> [GIVEN PASSAGE]
————————

For pooping, I have found that taking the puppy for walks is a sure-fire way to get poop. I have always taken my poodle for morning and evening walks (20 minutes or so each walk), and in the beginning, this was most helpful for getting him to poop. I also have always fed him on a schedule of morning and evening meals. He poops like clockwork!


----------



## vicky2200 (Feb 14, 2012)

I found a solution (or so it seems.) I moved the big dog's food dish. We had it on an end table and that worked for awhile. They would eat it and he couldn't reach it. Then he realized he could jump up on the chair next to it and eat it. I think he was holding out and not eating his food and sneaking their food here and there. This of course created random pooping. I moved it away from the chair so he can't get it unless the big dogs share (which they do occasionally  ). Since then he has been eating his food more consistently. He eats about 3/4 of a cup a day. 

He was having what you all said was probably hunger pukes so I decided to give him a few treats before bed and that seems to be working as well.


----------



## tokipoke (Sep 3, 2011)

I don't have a toy poodle - I have a standard and a Havanese. A Hav is still a toy breed so I feel I can offer some insight!  I feed him twice a day. I feed him Natures Variety prepared raw medallions. Each medallion is one ounce, so he gets three of them in the morning, three in the evening (maybe more depending on activity), and some treats during the day. He eats his food in under a minute. He LOVES his food. He also poops right after eating. And if he doesn't go right away, a walk around the block does the trick. And it works EVERY TIME. I monitor his food _and_ water in take so I know how much needs to come out. I also take all the dogs out periodically even if they don't have to go; usually when we are outside they'll go anyway. I don't let my Hav out of my sight. If he isn't sleeping, chewing on a bone, or playing with a toy - there is no reason to be wandering around the house. I crate him or he is leashed to me. I even crate my dogs just to crate them so they get used to it and learn to settle.

————————

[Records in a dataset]
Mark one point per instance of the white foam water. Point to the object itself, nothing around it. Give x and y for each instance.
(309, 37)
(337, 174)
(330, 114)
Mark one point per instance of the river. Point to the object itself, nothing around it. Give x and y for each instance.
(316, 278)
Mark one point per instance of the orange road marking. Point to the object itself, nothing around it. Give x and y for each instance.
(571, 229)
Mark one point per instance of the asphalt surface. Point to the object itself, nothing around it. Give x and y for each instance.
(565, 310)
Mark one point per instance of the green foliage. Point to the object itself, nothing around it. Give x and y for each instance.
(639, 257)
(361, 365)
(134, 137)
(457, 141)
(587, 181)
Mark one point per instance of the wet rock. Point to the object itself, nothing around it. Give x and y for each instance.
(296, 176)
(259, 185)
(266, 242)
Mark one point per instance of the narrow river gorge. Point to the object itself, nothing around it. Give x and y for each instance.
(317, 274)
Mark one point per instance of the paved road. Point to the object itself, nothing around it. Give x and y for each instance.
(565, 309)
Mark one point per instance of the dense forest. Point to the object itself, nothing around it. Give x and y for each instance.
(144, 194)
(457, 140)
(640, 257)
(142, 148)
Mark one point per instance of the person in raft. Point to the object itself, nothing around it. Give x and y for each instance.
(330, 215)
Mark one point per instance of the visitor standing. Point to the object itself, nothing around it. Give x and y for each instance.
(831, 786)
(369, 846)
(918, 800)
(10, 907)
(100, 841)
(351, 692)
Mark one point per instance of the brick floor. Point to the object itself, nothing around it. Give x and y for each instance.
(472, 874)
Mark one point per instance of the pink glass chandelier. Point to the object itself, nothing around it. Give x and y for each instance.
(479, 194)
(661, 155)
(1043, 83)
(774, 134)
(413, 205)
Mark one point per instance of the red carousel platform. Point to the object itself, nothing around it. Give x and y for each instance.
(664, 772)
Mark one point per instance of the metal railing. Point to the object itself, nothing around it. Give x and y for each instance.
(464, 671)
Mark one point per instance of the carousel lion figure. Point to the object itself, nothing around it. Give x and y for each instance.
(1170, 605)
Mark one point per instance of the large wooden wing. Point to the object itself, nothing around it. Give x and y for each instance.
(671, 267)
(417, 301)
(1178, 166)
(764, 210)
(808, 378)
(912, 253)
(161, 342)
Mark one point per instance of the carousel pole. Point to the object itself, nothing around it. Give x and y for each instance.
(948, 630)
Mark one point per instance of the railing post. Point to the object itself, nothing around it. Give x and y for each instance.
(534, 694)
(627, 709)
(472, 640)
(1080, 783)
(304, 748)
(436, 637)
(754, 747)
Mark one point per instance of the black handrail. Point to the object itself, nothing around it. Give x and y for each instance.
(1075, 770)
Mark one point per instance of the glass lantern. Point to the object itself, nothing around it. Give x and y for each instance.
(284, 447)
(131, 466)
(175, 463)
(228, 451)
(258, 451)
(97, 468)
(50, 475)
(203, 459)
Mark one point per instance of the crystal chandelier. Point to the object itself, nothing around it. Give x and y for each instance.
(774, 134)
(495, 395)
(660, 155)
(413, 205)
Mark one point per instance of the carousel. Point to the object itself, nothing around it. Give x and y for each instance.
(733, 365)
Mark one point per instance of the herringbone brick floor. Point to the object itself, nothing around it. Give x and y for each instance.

————————

> [OBJECTIVES]
1. In the forum thread on feeding and housetraining small dogs, where had the big dog's food dish first been kept?
2. Pick up the forum thread on feeding and housetraining small dogs from the point where it stops.

> [ANSWERS TO THE EXERCISES]
1. On an end table.

2.
I'm watching a friend's dog (65lb+, so not a toy), and when I give him his kibble he gives me these sad eyes, like "That's it? You want me to eat that?" and won't touch it. He smells all the other stuff my dogs eat. So to get him interested in his food, I've been mixing small amounts of wet cat food or sardines. Maybe you should experiment with toppers while putting your toy on a fixed eating schedule. Just test a small bit of the topper to see if he likes it before mixing it all in his food. Make sure the topper is only a *small* amount. It's to add some flavor and extra smell to the food, not to supplement the food (if you add too much toppings, that's extra stuff that needs to be pooped out!)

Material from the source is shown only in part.